__Task goal__. The lines to extract begin at the one containing "Task: place a pin on each instance of the mound" and run to the end of the listing; set them down exactly and alone.

━━ Source records

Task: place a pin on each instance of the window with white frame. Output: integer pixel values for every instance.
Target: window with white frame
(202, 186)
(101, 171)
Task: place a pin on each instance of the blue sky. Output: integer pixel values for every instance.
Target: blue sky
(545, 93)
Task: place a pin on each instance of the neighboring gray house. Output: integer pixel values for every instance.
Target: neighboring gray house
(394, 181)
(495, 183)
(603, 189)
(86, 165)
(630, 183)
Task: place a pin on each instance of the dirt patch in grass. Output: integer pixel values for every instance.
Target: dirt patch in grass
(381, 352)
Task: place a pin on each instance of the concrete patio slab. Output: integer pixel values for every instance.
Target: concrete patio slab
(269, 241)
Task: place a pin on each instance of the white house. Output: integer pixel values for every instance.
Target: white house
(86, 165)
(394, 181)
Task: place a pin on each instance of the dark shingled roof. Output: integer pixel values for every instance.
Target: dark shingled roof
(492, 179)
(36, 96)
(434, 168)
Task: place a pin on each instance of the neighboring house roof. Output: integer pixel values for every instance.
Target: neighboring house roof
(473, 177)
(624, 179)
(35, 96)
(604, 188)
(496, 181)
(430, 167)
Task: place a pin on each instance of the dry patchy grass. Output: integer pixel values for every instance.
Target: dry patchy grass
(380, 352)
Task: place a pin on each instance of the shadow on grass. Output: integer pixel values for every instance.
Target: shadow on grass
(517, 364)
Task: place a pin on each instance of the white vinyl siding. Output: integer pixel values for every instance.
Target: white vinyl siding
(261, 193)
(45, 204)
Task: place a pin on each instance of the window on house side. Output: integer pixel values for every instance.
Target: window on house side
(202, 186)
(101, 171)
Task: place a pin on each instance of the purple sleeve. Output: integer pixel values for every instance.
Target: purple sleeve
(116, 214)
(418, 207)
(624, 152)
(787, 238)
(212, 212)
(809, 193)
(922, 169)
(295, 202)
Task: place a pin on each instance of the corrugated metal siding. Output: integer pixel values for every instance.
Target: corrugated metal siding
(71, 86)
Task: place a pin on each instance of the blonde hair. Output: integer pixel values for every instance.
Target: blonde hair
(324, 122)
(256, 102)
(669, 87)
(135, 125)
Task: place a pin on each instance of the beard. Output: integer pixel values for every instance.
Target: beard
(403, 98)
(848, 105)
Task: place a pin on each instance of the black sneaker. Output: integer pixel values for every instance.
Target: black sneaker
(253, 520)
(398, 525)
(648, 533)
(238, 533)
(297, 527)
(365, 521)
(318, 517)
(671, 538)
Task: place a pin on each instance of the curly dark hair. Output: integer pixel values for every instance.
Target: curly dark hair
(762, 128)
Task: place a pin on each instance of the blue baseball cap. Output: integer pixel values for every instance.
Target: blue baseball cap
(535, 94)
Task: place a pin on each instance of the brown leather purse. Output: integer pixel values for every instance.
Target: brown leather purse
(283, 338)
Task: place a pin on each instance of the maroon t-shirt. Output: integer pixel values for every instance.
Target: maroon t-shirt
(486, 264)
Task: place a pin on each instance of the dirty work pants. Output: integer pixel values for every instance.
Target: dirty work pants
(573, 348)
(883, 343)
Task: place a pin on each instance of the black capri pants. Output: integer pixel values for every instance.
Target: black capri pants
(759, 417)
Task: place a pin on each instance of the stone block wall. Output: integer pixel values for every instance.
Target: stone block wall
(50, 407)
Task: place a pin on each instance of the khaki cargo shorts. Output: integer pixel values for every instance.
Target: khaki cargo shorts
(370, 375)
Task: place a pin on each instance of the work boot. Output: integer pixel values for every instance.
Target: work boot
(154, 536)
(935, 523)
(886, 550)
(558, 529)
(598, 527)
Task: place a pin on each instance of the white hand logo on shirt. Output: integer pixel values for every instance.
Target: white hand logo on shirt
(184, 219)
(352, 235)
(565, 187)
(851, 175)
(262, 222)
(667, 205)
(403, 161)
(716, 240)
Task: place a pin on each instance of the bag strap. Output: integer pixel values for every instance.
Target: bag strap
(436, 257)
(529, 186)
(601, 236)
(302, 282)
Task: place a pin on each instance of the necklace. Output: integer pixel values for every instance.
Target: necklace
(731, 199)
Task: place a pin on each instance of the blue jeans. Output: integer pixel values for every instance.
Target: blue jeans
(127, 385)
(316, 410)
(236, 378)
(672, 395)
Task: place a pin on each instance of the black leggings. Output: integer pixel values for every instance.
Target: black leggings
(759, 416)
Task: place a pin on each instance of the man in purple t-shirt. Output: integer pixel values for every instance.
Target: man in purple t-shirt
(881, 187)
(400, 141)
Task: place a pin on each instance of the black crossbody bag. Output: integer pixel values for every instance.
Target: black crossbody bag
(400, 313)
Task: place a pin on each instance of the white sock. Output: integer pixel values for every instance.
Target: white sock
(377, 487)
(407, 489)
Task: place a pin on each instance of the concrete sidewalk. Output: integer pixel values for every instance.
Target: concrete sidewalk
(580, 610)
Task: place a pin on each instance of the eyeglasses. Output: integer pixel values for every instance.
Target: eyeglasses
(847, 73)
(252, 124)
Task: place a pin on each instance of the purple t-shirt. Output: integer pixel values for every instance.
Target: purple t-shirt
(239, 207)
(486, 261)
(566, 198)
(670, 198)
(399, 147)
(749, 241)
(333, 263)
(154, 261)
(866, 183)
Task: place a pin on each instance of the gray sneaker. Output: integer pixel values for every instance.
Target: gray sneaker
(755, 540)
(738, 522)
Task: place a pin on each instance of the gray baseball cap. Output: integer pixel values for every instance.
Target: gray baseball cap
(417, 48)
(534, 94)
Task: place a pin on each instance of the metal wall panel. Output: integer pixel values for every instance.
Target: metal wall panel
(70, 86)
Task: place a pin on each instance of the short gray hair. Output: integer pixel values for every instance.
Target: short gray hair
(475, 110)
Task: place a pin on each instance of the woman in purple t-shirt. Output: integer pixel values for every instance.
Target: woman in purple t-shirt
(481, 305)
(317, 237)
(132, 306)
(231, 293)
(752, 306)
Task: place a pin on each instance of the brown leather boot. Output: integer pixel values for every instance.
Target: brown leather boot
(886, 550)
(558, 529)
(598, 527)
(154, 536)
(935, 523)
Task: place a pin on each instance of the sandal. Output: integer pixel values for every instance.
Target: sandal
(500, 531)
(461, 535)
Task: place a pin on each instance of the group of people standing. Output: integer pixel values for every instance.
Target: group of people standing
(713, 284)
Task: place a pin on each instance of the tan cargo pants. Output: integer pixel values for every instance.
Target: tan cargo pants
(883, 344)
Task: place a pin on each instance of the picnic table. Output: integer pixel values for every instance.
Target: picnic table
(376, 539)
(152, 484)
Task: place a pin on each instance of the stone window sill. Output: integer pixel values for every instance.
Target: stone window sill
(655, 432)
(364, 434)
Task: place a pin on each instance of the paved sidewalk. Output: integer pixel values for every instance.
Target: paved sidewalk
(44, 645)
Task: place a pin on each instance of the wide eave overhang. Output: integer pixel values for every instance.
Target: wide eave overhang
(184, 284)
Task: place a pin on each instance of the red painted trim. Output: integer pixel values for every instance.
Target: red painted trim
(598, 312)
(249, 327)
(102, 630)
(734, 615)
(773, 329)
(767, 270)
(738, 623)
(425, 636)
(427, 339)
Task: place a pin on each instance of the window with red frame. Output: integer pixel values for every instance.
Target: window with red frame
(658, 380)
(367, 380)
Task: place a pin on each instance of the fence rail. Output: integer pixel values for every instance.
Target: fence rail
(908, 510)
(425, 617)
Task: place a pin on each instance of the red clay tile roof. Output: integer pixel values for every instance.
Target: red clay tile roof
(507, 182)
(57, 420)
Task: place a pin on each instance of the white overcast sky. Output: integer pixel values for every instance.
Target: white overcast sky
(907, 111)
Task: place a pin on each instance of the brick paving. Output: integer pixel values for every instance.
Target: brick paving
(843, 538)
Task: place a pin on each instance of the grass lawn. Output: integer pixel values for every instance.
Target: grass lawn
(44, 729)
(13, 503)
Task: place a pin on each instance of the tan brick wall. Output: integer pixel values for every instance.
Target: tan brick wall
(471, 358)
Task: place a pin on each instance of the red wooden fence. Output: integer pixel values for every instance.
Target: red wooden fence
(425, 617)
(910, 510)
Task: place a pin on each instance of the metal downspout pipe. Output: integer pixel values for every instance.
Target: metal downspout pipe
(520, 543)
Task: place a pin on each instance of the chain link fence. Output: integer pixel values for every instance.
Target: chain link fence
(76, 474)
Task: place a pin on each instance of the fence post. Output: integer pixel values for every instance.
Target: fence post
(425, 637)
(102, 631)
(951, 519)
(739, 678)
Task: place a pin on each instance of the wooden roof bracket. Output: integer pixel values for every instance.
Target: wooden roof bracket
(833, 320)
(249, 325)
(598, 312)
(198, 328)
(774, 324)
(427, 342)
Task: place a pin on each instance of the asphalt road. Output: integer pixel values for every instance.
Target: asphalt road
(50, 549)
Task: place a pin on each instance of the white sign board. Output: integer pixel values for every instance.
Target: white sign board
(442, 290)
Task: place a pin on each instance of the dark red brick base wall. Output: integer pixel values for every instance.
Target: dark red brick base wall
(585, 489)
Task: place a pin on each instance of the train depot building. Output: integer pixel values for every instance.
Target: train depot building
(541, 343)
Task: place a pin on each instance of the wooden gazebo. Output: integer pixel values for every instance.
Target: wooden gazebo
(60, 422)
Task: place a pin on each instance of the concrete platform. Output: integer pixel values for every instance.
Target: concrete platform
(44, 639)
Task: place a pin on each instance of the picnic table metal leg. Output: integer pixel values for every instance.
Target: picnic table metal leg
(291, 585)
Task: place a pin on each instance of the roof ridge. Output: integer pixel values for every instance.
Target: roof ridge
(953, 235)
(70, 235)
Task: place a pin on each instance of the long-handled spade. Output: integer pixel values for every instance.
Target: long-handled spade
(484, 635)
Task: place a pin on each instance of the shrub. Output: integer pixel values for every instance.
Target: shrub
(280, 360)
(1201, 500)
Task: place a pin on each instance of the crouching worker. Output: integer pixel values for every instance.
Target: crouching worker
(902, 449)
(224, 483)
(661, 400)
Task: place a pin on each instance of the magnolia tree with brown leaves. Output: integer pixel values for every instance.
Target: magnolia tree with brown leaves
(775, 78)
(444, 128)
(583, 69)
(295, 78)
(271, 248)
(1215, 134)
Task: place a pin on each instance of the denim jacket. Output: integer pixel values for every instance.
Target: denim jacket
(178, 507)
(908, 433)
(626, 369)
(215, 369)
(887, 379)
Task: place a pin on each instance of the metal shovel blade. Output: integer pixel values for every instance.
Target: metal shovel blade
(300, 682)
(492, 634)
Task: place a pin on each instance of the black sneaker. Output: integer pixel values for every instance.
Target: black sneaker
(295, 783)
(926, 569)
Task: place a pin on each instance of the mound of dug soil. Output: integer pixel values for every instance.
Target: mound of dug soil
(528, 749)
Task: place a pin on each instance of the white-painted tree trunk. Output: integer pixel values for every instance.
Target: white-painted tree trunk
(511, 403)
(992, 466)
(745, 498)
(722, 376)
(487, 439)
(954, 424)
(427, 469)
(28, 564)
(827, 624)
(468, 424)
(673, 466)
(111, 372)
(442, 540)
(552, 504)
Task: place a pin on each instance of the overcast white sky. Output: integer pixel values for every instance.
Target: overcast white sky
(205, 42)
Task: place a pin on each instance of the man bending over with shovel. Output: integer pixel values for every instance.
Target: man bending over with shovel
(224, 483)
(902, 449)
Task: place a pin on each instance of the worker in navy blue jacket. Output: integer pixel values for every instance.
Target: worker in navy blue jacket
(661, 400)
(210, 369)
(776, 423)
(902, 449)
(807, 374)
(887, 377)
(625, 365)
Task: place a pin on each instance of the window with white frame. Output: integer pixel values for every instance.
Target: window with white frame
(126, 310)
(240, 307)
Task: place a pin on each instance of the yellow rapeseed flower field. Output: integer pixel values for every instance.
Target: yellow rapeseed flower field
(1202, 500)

━━━━

__Exercise solution__.
Task: place a pin on each instance of the mound of dug soil. Output: integer pixel values for every instance.
Target: mound of dug soil
(528, 749)
Task: place a pin on each instance of the white-painted tree trunk. Output: integer pixel values for every instance.
Target: white-painted tree trunk
(511, 403)
(992, 466)
(745, 498)
(722, 376)
(487, 439)
(954, 424)
(427, 469)
(28, 564)
(827, 624)
(468, 424)
(673, 466)
(111, 372)
(442, 540)
(552, 504)
Task: place a pin on each instance of the overcast white sky. Output: integer pixel values for every instance.
Target: overcast white sky
(205, 42)
Task: place a pin on each instance of the man bending over with shovel. Output: integer pixel values for every instance.
Target: man bending over with shovel
(224, 483)
(902, 449)
Task: place a pin on each instance of the worker in navy blue jacket. Output: integer pixel values for every instance.
Target: worker in navy blue jacket
(661, 400)
(210, 369)
(776, 423)
(902, 449)
(807, 374)
(887, 377)
(625, 365)
Task: place a pin on each instance of the window with white frame. Output: integer pixel values for every instance.
Target: window with white frame
(126, 310)
(240, 307)
Task: place a pin on each instance of the yellow rapeseed flower field. Output: integer pixel values for every instance.
Target: yellow rapeseed flower field
(1202, 500)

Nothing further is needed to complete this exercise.